### DESCRIPTION OF THE TASK
Please pull out the part of the material that opens with the line containing "the sandy ground." and closes with the line containing "271, 1192, 443]]", both lines included, and copy it word for word. Leave the pictures out of your answer.
____________________
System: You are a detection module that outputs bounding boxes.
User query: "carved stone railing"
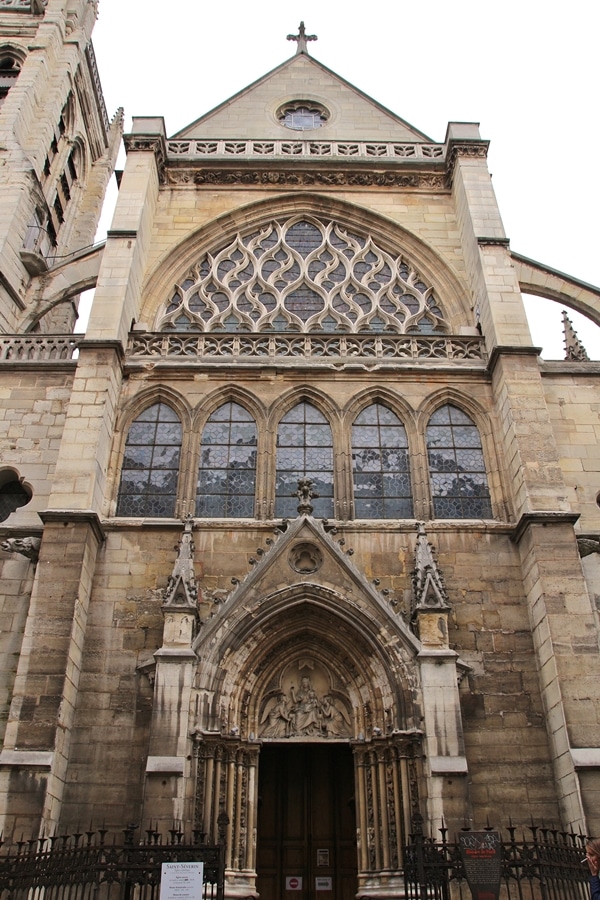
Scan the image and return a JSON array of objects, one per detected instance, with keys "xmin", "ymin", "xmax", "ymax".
[
  {"xmin": 0, "ymin": 0, "xmax": 47, "ymax": 15},
  {"xmin": 167, "ymin": 140, "xmax": 445, "ymax": 162},
  {"xmin": 127, "ymin": 332, "xmax": 486, "ymax": 364},
  {"xmin": 0, "ymin": 334, "xmax": 78, "ymax": 364}
]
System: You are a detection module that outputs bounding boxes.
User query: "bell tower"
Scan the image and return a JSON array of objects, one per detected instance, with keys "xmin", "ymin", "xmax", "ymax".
[{"xmin": 0, "ymin": 0, "xmax": 121, "ymax": 334}]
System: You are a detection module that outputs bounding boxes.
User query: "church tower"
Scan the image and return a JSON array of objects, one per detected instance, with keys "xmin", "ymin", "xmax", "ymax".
[
  {"xmin": 0, "ymin": 0, "xmax": 121, "ymax": 333},
  {"xmin": 0, "ymin": 14, "xmax": 600, "ymax": 900}
]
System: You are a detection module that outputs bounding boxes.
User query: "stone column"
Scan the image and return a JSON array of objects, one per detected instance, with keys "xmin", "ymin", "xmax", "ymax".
[
  {"xmin": 0, "ymin": 511, "xmax": 104, "ymax": 838},
  {"xmin": 194, "ymin": 732, "xmax": 259, "ymax": 898},
  {"xmin": 353, "ymin": 732, "xmax": 421, "ymax": 896},
  {"xmin": 142, "ymin": 517, "xmax": 199, "ymax": 829},
  {"xmin": 448, "ymin": 130, "xmax": 600, "ymax": 833}
]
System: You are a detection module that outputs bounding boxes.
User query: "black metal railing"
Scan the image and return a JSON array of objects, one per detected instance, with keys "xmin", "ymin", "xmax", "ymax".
[
  {"xmin": 404, "ymin": 822, "xmax": 590, "ymax": 900},
  {"xmin": 0, "ymin": 825, "xmax": 225, "ymax": 900}
]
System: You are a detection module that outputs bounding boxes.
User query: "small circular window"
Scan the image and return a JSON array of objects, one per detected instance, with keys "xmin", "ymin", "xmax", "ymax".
[{"xmin": 277, "ymin": 100, "xmax": 329, "ymax": 131}]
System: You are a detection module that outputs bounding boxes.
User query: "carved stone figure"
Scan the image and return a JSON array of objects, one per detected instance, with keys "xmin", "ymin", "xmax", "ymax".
[
  {"xmin": 321, "ymin": 694, "xmax": 350, "ymax": 737},
  {"xmin": 260, "ymin": 675, "xmax": 352, "ymax": 739},
  {"xmin": 260, "ymin": 691, "xmax": 292, "ymax": 738},
  {"xmin": 0, "ymin": 537, "xmax": 42, "ymax": 562},
  {"xmin": 291, "ymin": 675, "xmax": 321, "ymax": 737}
]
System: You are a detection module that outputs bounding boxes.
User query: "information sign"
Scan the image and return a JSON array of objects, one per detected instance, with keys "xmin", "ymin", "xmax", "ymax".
[
  {"xmin": 458, "ymin": 831, "xmax": 502, "ymax": 900},
  {"xmin": 160, "ymin": 862, "xmax": 204, "ymax": 900}
]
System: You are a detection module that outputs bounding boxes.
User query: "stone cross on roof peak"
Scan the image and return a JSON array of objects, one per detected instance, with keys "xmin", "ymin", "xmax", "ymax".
[{"xmin": 287, "ymin": 22, "xmax": 319, "ymax": 54}]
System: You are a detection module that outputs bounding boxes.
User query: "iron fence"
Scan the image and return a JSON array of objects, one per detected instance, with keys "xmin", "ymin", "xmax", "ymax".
[
  {"xmin": 404, "ymin": 821, "xmax": 590, "ymax": 900},
  {"xmin": 0, "ymin": 825, "xmax": 225, "ymax": 900}
]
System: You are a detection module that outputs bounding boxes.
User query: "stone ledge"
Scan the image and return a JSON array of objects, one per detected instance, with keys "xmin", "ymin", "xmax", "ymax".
[
  {"xmin": 429, "ymin": 756, "xmax": 469, "ymax": 775},
  {"xmin": 0, "ymin": 750, "xmax": 54, "ymax": 769},
  {"xmin": 38, "ymin": 509, "xmax": 106, "ymax": 544},
  {"xmin": 510, "ymin": 510, "xmax": 579, "ymax": 544},
  {"xmin": 570, "ymin": 747, "xmax": 600, "ymax": 769},
  {"xmin": 146, "ymin": 756, "xmax": 185, "ymax": 775}
]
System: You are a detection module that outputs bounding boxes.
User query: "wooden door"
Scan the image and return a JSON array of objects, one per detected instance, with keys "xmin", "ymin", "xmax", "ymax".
[{"xmin": 256, "ymin": 744, "xmax": 357, "ymax": 900}]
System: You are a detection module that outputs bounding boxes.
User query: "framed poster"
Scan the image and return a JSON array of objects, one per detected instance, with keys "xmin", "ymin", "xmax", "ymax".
[
  {"xmin": 317, "ymin": 850, "xmax": 329, "ymax": 867},
  {"xmin": 160, "ymin": 862, "xmax": 204, "ymax": 900}
]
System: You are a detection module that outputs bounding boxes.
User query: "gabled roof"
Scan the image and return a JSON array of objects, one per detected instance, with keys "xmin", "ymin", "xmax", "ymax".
[{"xmin": 173, "ymin": 52, "xmax": 431, "ymax": 143}]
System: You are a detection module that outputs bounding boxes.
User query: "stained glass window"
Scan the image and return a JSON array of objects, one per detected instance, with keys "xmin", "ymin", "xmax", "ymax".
[
  {"xmin": 196, "ymin": 403, "xmax": 257, "ymax": 519},
  {"xmin": 427, "ymin": 404, "xmax": 492, "ymax": 519},
  {"xmin": 117, "ymin": 403, "xmax": 181, "ymax": 517},
  {"xmin": 275, "ymin": 403, "xmax": 333, "ymax": 518},
  {"xmin": 352, "ymin": 403, "xmax": 413, "ymax": 519},
  {"xmin": 279, "ymin": 103, "xmax": 328, "ymax": 131}
]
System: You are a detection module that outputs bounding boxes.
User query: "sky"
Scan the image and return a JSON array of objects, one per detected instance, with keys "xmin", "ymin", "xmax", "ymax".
[{"xmin": 86, "ymin": 0, "xmax": 600, "ymax": 359}]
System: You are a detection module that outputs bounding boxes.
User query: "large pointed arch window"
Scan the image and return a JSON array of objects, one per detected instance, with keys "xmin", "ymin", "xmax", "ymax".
[
  {"xmin": 427, "ymin": 404, "xmax": 492, "ymax": 519},
  {"xmin": 352, "ymin": 403, "xmax": 413, "ymax": 519},
  {"xmin": 196, "ymin": 403, "xmax": 257, "ymax": 519},
  {"xmin": 156, "ymin": 216, "xmax": 449, "ymax": 334},
  {"xmin": 117, "ymin": 403, "xmax": 181, "ymax": 517},
  {"xmin": 275, "ymin": 402, "xmax": 333, "ymax": 518}
]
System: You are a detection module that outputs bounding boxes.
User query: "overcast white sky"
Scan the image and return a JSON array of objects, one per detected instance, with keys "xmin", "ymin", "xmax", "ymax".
[{"xmin": 93, "ymin": 0, "xmax": 600, "ymax": 359}]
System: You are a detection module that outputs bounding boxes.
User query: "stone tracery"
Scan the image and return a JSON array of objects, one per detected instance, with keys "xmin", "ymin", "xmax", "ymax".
[{"xmin": 157, "ymin": 216, "xmax": 449, "ymax": 334}]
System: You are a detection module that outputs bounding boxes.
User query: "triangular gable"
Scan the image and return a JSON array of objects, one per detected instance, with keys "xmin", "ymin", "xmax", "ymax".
[
  {"xmin": 173, "ymin": 53, "xmax": 431, "ymax": 143},
  {"xmin": 195, "ymin": 515, "xmax": 421, "ymax": 654}
]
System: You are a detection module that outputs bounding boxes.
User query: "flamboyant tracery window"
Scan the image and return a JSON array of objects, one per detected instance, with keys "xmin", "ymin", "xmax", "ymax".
[
  {"xmin": 117, "ymin": 403, "xmax": 181, "ymax": 518},
  {"xmin": 275, "ymin": 402, "xmax": 333, "ymax": 518},
  {"xmin": 352, "ymin": 403, "xmax": 413, "ymax": 519},
  {"xmin": 427, "ymin": 404, "xmax": 492, "ymax": 519},
  {"xmin": 196, "ymin": 403, "xmax": 257, "ymax": 518},
  {"xmin": 157, "ymin": 216, "xmax": 449, "ymax": 334}
]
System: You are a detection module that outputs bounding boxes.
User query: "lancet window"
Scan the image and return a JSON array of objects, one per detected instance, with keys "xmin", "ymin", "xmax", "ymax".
[
  {"xmin": 275, "ymin": 402, "xmax": 333, "ymax": 518},
  {"xmin": 117, "ymin": 403, "xmax": 182, "ymax": 517},
  {"xmin": 427, "ymin": 404, "xmax": 492, "ymax": 519},
  {"xmin": 157, "ymin": 216, "xmax": 449, "ymax": 334},
  {"xmin": 196, "ymin": 403, "xmax": 257, "ymax": 518},
  {"xmin": 352, "ymin": 403, "xmax": 413, "ymax": 519}
]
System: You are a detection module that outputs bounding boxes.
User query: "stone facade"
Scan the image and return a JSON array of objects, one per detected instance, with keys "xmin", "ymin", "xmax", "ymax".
[{"xmin": 0, "ymin": 7, "xmax": 600, "ymax": 897}]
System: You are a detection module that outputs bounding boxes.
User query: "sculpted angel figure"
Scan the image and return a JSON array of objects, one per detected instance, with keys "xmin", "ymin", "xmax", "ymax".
[
  {"xmin": 321, "ymin": 694, "xmax": 350, "ymax": 737},
  {"xmin": 260, "ymin": 691, "xmax": 292, "ymax": 738},
  {"xmin": 290, "ymin": 675, "xmax": 321, "ymax": 735}
]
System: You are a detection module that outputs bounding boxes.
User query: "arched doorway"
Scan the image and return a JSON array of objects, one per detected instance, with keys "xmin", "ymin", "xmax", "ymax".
[{"xmin": 256, "ymin": 742, "xmax": 358, "ymax": 900}]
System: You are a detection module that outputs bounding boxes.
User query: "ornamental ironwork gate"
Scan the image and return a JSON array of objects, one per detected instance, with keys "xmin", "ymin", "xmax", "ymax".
[
  {"xmin": 0, "ymin": 826, "xmax": 225, "ymax": 900},
  {"xmin": 404, "ymin": 822, "xmax": 590, "ymax": 900}
]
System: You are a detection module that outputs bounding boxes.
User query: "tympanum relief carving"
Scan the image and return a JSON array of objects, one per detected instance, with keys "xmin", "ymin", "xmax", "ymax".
[{"xmin": 259, "ymin": 665, "xmax": 352, "ymax": 740}]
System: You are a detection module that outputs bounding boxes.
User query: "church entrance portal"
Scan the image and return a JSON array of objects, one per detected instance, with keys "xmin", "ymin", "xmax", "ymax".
[{"xmin": 256, "ymin": 744, "xmax": 357, "ymax": 900}]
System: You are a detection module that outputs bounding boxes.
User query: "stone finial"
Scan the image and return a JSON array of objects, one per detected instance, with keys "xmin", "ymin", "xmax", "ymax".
[
  {"xmin": 287, "ymin": 22, "xmax": 319, "ymax": 55},
  {"xmin": 413, "ymin": 522, "xmax": 449, "ymax": 609},
  {"xmin": 0, "ymin": 537, "xmax": 42, "ymax": 562},
  {"xmin": 163, "ymin": 515, "xmax": 198, "ymax": 610},
  {"xmin": 563, "ymin": 309, "xmax": 589, "ymax": 362},
  {"xmin": 292, "ymin": 478, "xmax": 319, "ymax": 516}
]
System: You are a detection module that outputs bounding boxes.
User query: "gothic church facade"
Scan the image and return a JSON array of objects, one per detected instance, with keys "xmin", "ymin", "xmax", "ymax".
[{"xmin": 0, "ymin": 0, "xmax": 600, "ymax": 898}]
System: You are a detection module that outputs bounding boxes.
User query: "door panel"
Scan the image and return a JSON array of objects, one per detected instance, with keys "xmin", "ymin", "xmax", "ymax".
[{"xmin": 257, "ymin": 744, "xmax": 357, "ymax": 900}]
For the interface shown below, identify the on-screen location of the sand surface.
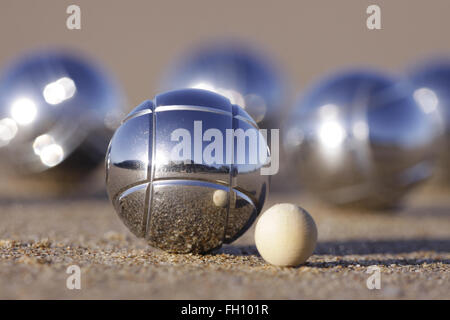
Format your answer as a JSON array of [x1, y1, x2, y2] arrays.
[[0, 188, 450, 299]]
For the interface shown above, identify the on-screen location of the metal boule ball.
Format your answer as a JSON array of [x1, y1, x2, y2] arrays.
[[283, 70, 442, 208], [106, 89, 268, 253], [0, 50, 123, 198], [408, 60, 450, 184], [162, 42, 288, 129]]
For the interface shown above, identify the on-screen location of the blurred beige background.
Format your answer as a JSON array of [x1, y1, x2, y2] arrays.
[[0, 0, 450, 109]]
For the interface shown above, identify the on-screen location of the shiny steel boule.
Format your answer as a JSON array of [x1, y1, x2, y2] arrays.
[[284, 71, 442, 208], [106, 89, 268, 253], [0, 51, 123, 189], [409, 60, 450, 180], [162, 42, 287, 129]]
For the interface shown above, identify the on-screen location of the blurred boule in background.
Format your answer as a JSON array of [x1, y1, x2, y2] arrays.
[[0, 50, 124, 198], [283, 70, 442, 208], [408, 59, 450, 186]]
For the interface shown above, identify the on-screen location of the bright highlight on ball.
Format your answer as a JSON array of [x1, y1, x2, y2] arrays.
[[255, 203, 317, 267]]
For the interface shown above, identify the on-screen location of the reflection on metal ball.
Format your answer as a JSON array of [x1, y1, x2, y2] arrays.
[[409, 60, 450, 183], [162, 42, 287, 129], [0, 51, 123, 195], [106, 89, 268, 253], [284, 70, 442, 208]]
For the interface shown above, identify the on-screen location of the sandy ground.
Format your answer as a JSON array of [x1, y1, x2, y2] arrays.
[[0, 182, 450, 299]]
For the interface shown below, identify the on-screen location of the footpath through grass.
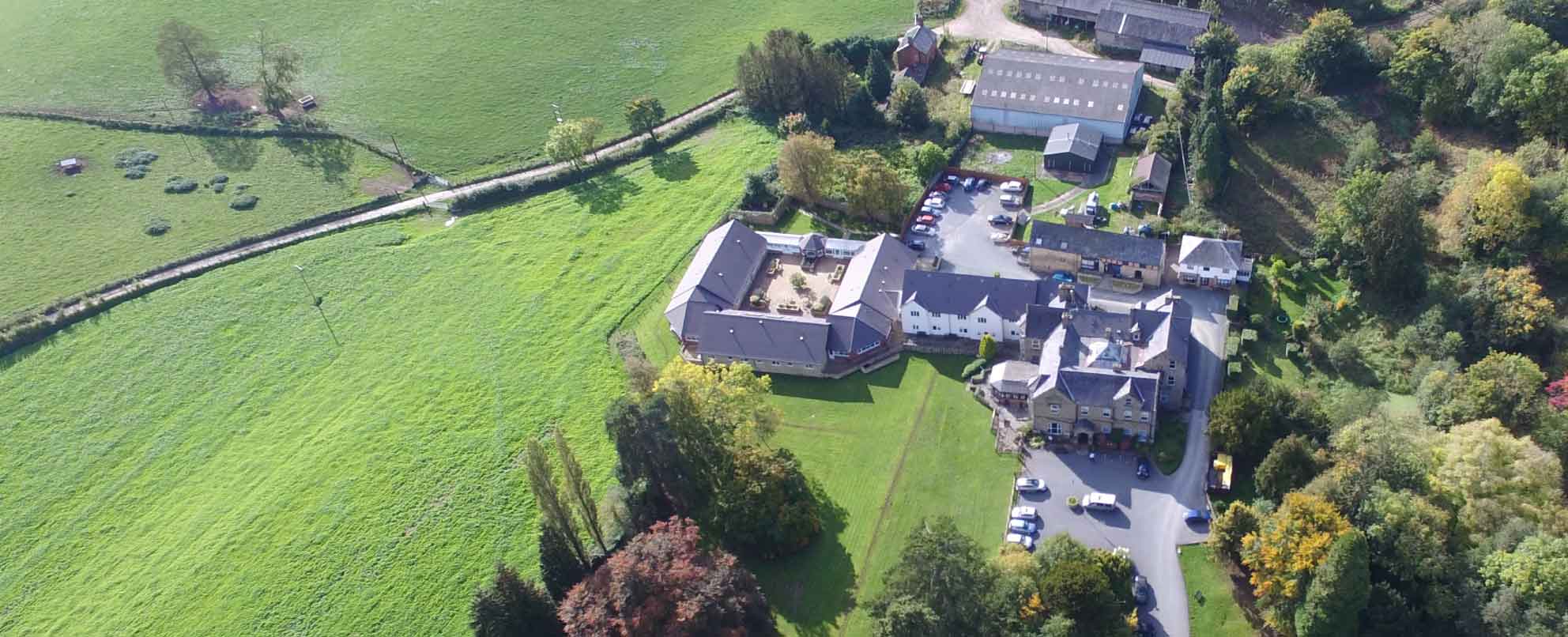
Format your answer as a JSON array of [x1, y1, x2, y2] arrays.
[[0, 118, 405, 317], [0, 122, 776, 635], [0, 0, 911, 179], [1179, 545, 1257, 637]]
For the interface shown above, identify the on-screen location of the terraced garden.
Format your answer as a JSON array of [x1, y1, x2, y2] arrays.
[[0, 122, 776, 635], [0, 0, 911, 179], [0, 118, 406, 317]]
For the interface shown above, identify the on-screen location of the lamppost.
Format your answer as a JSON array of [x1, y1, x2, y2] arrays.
[[295, 266, 343, 349]]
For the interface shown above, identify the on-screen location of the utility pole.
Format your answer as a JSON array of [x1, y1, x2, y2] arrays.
[[295, 266, 343, 350]]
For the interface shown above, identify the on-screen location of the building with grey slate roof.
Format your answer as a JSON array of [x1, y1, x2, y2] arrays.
[[1176, 234, 1253, 290], [1020, 0, 1214, 72], [665, 221, 914, 376], [1041, 124, 1104, 174], [1029, 220, 1165, 285], [969, 49, 1143, 145], [902, 271, 1192, 443]]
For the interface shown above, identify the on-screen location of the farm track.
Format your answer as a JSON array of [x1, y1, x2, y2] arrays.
[[10, 89, 737, 348]]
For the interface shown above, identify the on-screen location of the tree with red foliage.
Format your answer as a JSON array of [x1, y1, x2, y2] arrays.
[[560, 518, 778, 637], [1546, 373, 1568, 411]]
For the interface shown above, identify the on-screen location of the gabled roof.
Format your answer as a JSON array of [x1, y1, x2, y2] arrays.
[[696, 311, 828, 366], [903, 270, 1050, 320], [1029, 220, 1165, 266], [1132, 153, 1171, 193], [974, 49, 1143, 122], [1046, 124, 1106, 161], [665, 220, 768, 337], [828, 234, 914, 352], [1176, 234, 1243, 270], [899, 24, 936, 53], [1095, 0, 1212, 49]]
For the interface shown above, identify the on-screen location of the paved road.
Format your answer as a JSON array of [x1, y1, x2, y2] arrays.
[[1020, 288, 1226, 637], [940, 0, 1176, 89], [13, 91, 737, 334]]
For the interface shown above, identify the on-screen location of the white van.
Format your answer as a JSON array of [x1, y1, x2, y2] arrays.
____________________
### SOLUTION TO THE EXERCISE
For the interface shown above, identify the on-screen location of the sandy ground.
Format your answer as a JSON array of [x1, y1, x2, y2] arrays.
[[0, 182, 450, 299]]
For the interface shown below, identify the on-screen location of the footpath through grass.
Format your answer as a JSON array of [x1, y1, x2, y2] arrays.
[[0, 118, 405, 317], [0, 122, 776, 635], [0, 0, 911, 179], [1179, 545, 1257, 637]]
For the interface shown above, identify the on-screen location of the terraced garden.
Format your answer as a JSON array of [x1, y1, x2, y2] arrays.
[[0, 122, 776, 635], [0, 0, 911, 179], [0, 118, 406, 317]]
For the interface shown above, identify the on-screen location of the lamppost.
Format your answer as a JSON array of [x1, y1, x2, y2] arrays.
[[295, 266, 343, 349]]
For the interface shown above, identify the on-screen location of the utility pole.
Format your answer as a JSON array of [x1, y1, x2, y2] arrays.
[[295, 266, 343, 350]]
For the interface shown above, identify the on-screen location of the building with grey slate roof.
Format your answer as a JSON array of [x1, y1, x2, y2] arrays.
[[1176, 234, 1253, 290], [1020, 0, 1214, 72], [665, 221, 914, 376], [1041, 124, 1104, 174], [1029, 220, 1165, 285], [969, 49, 1143, 145], [902, 271, 1192, 443]]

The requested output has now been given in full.